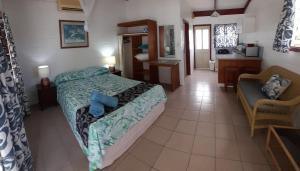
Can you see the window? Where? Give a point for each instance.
(202, 39)
(226, 35)
(296, 32)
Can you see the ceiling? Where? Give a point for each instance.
(202, 5)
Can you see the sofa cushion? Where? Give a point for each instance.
(252, 91)
(275, 86)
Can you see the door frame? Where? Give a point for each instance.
(187, 47)
(210, 41)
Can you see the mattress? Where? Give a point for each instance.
(73, 95)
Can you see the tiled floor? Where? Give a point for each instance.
(203, 128)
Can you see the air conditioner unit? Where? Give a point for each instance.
(69, 5)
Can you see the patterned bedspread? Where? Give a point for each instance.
(73, 96)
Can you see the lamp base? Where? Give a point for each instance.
(45, 82)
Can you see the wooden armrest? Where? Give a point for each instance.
(288, 103)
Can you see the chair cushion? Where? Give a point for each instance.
(275, 86)
(252, 91)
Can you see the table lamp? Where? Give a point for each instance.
(44, 74)
(111, 62)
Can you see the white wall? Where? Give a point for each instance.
(36, 32)
(224, 19)
(267, 13)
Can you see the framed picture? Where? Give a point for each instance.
(72, 34)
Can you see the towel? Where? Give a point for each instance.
(105, 100)
(96, 109)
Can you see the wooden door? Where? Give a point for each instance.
(202, 46)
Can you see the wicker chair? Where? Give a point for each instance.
(264, 112)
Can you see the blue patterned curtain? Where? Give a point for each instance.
(15, 154)
(284, 33)
(226, 35)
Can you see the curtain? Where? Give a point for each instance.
(87, 6)
(226, 35)
(284, 33)
(15, 154)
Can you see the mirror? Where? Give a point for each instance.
(167, 41)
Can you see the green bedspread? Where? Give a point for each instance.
(74, 94)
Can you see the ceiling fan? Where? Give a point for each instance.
(215, 13)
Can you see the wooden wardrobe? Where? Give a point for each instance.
(138, 71)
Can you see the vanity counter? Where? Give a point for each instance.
(235, 56)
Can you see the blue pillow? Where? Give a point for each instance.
(106, 100)
(96, 109)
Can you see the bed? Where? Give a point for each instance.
(106, 138)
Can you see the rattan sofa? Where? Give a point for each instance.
(261, 111)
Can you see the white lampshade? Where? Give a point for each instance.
(43, 71)
(110, 60)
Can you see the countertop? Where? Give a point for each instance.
(235, 56)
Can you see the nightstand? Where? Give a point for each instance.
(47, 96)
(117, 72)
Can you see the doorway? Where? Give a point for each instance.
(187, 48)
(202, 38)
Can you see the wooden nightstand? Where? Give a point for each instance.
(47, 96)
(117, 72)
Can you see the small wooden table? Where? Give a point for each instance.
(283, 144)
(174, 66)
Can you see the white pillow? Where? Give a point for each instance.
(142, 56)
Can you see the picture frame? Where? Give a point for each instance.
(72, 34)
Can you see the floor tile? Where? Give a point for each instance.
(177, 113)
(147, 151)
(181, 142)
(225, 131)
(172, 160)
(186, 127)
(191, 115)
(132, 164)
(167, 122)
(204, 146)
(250, 152)
(158, 135)
(206, 129)
(228, 165)
(227, 149)
(205, 116)
(201, 163)
(193, 106)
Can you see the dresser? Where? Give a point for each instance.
(230, 66)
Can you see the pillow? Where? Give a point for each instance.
(142, 56)
(275, 86)
(80, 74)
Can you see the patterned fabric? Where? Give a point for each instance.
(17, 73)
(226, 35)
(275, 86)
(284, 33)
(84, 120)
(15, 154)
(73, 96)
(81, 74)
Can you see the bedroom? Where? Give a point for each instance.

==============================

Transcribe, word for word, every line from the one containing "Can you see the nightstand?" through the final line of the entries, and nothing else.

Can you see the nightstand? Where? Give a point for each instance.
(47, 96)
(117, 72)
Can you see the doorway? Where? Give a point for each instance.
(187, 48)
(202, 38)
Can you see the wooden nightstand? Where? Give a point for each instance.
(47, 96)
(117, 72)
Can you see the small wooden table? Where? Give a point for each instance.
(283, 144)
(174, 66)
Can you see the white pillow? Where? Give a point for each instance.
(142, 56)
Can you see the picture frame? Where? Give a point for each instance.
(72, 34)
Can you see the floor tile? Where? Give a point for each instance.
(177, 113)
(147, 151)
(181, 142)
(225, 131)
(172, 160)
(186, 127)
(191, 115)
(132, 164)
(167, 122)
(204, 146)
(250, 152)
(158, 135)
(206, 129)
(228, 165)
(227, 149)
(205, 116)
(201, 163)
(193, 106)
Can you see the dresser? Where? Give a point for each instance.
(230, 66)
Can you see the pillow? Where? Give a point for each instance.
(142, 56)
(275, 86)
(80, 74)
Can you see the patterned fabric? Where? Give a point for each instance.
(17, 73)
(226, 35)
(275, 86)
(284, 33)
(84, 120)
(15, 154)
(73, 96)
(81, 74)
Can you see the bedroom? Where? Give a point for each instance.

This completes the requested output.